- What you will do
Please reproduce the material below with "green fern frond" replaced by "fern leaf" and everything else unchanged. Leave the pictures out of your answer.

- Data provided
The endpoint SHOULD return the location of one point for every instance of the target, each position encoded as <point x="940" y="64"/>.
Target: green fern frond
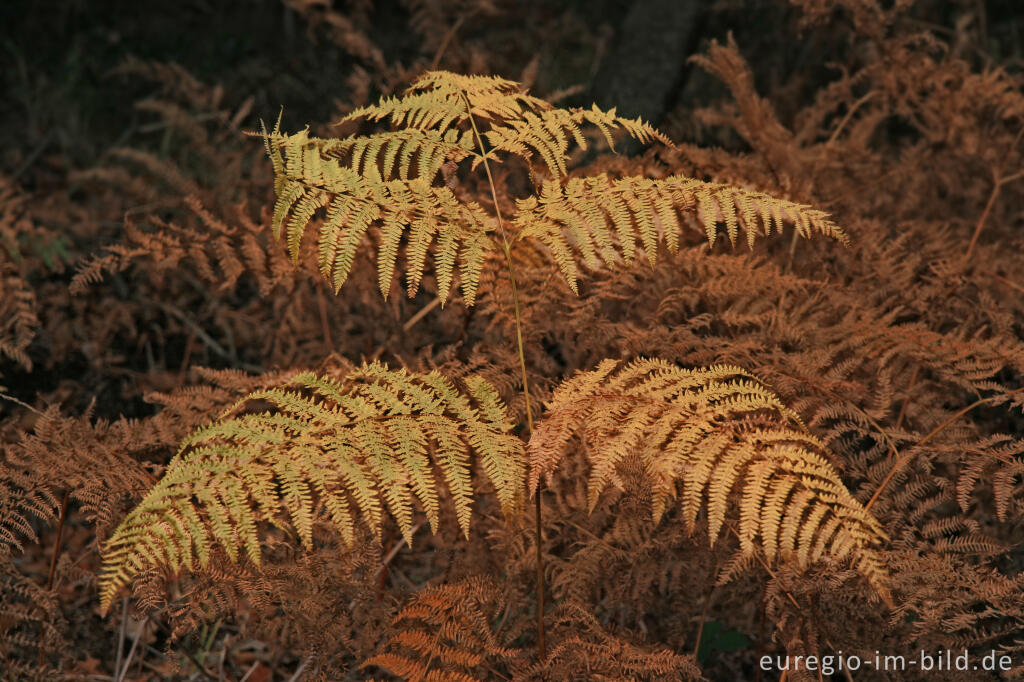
<point x="716" y="437"/>
<point x="375" y="442"/>
<point x="602" y="218"/>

- Full output
The endpoint SHOULD return the location of one point for every instance of the target, each position encoded as <point x="940" y="64"/>.
Target: fern leaf
<point x="716" y="437"/>
<point x="375" y="442"/>
<point x="602" y="218"/>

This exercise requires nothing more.